>>>>

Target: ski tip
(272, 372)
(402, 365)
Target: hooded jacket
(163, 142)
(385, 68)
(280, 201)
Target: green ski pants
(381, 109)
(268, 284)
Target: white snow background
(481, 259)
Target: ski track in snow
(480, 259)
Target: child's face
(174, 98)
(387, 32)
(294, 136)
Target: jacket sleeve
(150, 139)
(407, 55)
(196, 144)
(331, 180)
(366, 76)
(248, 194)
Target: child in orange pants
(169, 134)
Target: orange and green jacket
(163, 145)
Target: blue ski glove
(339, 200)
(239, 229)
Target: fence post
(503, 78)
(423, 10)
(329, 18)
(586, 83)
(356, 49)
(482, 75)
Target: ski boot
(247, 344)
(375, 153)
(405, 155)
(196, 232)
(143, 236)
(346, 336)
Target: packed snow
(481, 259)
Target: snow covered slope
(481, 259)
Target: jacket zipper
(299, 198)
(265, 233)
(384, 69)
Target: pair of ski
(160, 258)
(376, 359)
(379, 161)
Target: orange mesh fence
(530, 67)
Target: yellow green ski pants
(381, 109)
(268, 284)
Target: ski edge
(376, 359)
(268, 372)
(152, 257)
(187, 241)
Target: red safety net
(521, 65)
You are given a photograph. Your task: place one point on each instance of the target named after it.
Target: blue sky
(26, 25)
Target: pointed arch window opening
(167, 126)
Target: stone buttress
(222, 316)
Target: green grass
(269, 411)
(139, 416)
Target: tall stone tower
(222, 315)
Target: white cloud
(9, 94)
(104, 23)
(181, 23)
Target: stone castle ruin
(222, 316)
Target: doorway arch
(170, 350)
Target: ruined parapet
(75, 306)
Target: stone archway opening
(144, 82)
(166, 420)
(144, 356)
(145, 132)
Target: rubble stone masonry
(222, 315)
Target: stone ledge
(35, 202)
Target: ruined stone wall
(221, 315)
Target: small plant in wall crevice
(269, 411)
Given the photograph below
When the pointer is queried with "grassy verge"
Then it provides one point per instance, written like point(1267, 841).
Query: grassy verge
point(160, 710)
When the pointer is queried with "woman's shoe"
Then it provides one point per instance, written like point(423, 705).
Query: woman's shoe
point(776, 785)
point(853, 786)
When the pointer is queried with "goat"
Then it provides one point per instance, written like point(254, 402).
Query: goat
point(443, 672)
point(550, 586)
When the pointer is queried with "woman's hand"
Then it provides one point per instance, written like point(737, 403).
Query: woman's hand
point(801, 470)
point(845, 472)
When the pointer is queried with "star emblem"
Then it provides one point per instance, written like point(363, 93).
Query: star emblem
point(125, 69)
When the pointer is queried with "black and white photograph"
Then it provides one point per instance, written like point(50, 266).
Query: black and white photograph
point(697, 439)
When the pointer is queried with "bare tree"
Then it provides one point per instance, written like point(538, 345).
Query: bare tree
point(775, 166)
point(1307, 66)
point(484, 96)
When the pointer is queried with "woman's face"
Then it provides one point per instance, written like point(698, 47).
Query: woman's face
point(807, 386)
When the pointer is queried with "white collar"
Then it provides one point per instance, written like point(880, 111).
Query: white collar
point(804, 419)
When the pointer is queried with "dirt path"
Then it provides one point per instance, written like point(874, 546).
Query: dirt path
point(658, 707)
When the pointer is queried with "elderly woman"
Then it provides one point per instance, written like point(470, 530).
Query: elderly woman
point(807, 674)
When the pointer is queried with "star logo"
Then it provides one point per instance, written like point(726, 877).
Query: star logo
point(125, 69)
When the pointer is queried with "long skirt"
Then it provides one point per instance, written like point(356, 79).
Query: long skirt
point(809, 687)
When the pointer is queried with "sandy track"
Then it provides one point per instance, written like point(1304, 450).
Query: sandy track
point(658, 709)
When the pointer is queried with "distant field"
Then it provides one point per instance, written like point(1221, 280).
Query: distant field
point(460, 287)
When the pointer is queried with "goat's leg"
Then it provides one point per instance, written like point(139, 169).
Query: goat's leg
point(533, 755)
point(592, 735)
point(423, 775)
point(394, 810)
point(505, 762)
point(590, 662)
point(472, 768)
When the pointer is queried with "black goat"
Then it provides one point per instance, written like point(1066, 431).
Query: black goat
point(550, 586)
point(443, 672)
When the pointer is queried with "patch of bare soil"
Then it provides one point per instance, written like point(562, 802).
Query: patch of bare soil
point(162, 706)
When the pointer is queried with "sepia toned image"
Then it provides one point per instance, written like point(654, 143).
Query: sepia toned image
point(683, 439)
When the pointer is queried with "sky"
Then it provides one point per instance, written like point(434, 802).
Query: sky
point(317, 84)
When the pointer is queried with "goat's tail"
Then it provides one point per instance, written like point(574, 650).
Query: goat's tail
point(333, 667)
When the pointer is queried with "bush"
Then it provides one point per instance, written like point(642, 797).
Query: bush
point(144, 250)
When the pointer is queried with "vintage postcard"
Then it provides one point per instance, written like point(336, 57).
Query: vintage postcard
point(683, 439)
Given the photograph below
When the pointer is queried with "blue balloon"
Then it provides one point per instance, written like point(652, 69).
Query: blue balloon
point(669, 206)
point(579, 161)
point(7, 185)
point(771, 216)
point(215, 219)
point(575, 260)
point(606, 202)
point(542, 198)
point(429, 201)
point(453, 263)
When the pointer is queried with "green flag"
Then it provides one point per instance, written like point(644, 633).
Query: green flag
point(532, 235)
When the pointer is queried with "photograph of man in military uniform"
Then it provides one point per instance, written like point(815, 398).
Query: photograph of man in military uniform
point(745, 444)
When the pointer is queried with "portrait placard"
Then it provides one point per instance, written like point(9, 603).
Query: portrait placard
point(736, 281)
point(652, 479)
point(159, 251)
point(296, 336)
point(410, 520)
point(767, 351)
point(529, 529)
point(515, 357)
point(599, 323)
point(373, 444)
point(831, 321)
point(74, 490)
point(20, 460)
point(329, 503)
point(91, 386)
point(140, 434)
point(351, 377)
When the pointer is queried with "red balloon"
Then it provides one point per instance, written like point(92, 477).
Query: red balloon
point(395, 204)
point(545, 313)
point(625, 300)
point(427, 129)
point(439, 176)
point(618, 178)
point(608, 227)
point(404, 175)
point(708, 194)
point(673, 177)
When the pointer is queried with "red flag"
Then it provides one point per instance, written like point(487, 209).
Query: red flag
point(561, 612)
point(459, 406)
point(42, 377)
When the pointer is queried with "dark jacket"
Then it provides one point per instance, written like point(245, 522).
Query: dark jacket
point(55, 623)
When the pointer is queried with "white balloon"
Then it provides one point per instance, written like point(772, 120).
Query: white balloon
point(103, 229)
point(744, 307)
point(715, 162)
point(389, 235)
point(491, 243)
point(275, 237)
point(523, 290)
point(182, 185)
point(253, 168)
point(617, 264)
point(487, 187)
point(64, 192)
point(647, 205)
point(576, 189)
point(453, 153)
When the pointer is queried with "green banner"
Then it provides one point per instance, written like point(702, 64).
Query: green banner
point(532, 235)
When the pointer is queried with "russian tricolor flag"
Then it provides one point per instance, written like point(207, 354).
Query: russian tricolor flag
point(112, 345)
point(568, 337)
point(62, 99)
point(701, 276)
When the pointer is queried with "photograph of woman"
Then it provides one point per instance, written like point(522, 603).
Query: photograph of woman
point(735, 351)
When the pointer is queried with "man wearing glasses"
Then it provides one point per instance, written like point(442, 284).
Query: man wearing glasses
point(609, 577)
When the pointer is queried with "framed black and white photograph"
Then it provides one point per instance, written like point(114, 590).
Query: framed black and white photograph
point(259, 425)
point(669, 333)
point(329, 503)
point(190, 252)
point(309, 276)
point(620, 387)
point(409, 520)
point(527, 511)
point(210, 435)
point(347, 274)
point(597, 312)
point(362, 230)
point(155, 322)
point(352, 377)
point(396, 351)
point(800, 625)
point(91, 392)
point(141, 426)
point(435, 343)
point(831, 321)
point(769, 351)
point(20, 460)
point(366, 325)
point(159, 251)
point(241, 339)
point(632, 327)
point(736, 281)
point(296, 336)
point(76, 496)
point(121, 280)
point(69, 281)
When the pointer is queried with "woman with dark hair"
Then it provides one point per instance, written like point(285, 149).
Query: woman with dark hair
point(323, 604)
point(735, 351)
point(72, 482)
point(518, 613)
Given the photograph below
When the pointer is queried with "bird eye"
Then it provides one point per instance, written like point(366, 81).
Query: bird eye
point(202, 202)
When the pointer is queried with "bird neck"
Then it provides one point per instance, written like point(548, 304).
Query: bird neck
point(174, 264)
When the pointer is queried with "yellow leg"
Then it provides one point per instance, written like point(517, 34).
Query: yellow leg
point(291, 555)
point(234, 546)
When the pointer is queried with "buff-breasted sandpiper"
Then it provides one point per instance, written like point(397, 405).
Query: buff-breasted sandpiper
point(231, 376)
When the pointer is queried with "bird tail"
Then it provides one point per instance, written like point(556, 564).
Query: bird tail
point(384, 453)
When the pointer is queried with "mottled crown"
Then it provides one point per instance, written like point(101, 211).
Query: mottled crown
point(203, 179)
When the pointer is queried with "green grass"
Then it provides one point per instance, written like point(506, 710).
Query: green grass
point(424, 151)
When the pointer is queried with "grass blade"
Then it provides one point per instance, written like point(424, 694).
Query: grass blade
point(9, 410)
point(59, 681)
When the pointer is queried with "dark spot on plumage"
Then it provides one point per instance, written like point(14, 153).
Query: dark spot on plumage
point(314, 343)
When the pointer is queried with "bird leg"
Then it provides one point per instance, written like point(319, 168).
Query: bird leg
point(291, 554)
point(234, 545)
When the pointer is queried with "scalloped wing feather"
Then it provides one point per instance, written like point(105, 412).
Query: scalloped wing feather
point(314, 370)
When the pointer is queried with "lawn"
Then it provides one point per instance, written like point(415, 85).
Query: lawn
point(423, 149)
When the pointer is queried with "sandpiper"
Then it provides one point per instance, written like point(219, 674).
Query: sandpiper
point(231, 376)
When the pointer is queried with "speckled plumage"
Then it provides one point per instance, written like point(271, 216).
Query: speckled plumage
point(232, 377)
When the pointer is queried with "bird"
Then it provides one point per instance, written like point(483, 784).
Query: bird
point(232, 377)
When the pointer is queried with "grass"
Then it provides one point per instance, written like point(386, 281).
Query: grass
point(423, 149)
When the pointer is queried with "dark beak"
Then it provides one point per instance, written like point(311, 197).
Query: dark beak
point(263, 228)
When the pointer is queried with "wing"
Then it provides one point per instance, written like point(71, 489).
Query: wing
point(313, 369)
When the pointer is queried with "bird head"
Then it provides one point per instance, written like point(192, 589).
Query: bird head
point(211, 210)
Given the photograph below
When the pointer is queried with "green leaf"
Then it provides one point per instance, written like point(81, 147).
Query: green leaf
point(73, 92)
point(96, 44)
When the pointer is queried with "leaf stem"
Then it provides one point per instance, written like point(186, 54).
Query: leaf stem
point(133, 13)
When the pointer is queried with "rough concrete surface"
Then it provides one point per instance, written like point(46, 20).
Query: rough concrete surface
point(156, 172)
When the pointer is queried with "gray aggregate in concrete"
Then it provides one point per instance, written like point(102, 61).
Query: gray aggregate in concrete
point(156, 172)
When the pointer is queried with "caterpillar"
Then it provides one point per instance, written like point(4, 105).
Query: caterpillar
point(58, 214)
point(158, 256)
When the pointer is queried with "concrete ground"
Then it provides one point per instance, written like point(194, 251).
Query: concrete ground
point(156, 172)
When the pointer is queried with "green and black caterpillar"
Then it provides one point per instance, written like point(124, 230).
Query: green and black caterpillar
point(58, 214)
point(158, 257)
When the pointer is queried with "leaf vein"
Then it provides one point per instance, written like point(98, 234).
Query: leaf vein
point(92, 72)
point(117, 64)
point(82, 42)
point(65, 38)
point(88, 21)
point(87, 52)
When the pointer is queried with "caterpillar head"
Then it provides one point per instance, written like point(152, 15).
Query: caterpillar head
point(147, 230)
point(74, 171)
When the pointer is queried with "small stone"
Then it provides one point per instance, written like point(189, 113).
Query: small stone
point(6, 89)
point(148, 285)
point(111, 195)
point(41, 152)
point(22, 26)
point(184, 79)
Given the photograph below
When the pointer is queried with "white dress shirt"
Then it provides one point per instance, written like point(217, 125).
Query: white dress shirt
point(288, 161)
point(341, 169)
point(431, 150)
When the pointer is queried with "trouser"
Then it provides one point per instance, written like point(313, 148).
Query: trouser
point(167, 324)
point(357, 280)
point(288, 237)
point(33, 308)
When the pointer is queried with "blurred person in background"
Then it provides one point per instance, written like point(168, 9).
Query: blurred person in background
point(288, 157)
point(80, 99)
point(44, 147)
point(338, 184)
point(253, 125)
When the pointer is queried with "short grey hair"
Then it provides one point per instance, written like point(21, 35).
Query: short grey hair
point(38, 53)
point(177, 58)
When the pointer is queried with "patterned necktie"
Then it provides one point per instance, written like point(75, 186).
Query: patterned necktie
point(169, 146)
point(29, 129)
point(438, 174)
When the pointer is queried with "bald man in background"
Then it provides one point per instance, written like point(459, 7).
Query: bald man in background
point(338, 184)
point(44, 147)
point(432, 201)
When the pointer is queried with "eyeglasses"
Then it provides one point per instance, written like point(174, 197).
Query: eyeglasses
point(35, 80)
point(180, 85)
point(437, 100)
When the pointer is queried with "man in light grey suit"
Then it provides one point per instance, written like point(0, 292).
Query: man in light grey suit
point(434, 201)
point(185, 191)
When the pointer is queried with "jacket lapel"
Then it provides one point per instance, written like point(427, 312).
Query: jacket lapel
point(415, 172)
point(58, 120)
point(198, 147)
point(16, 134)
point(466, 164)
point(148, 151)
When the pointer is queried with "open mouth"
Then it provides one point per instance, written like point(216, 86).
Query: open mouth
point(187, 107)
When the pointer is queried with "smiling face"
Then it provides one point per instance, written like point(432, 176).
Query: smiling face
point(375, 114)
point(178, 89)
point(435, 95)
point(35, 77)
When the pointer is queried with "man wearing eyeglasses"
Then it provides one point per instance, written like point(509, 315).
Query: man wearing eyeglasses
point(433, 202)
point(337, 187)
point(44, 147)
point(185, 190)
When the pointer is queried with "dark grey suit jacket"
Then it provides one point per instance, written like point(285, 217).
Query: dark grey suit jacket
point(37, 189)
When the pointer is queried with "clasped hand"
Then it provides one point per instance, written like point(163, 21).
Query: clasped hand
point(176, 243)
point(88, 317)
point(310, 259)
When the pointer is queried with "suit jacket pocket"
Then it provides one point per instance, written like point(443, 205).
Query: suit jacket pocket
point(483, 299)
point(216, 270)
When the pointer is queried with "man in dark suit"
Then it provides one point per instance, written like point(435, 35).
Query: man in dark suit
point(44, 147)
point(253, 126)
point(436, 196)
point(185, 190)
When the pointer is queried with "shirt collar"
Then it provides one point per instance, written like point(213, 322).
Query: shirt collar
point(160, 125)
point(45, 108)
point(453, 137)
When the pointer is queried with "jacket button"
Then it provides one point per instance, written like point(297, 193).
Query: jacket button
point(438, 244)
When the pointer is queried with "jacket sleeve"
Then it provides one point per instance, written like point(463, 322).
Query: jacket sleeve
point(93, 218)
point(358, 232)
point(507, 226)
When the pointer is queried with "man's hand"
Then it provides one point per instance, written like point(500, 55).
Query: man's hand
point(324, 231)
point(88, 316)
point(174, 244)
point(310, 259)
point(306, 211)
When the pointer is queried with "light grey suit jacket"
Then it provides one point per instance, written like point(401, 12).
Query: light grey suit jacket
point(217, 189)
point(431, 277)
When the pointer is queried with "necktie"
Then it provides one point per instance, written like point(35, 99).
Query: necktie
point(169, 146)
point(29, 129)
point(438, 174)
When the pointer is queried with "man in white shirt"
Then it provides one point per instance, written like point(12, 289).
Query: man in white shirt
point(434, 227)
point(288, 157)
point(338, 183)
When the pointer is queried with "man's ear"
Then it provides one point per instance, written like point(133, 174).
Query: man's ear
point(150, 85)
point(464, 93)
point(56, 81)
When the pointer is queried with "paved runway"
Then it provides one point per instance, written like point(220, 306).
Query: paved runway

<<<<

— TRY IT —
In the data above, find the line with "Target: stone ledge" and the line with "like point(254, 402).". Retype both, plus every line between them, exactly.

— TASK RESPONSE —
Target: stone ledge
(35, 202)
Target: ruined stone wall
(221, 315)
Target: small plant in wall crevice
(269, 411)
Given the photograph below
When the pointer is queried with "grassy verge"
Then it provides one point per instance, written like point(1267, 841).
Query: grassy verge
point(160, 710)
When the pointer is queried with "woman's shoe"
Then it provides one point per instance, written like point(423, 705).
Query: woman's shoe
point(776, 785)
point(853, 786)
When the pointer is queried with "goat"
Then it provides one point per instance, written like point(254, 402).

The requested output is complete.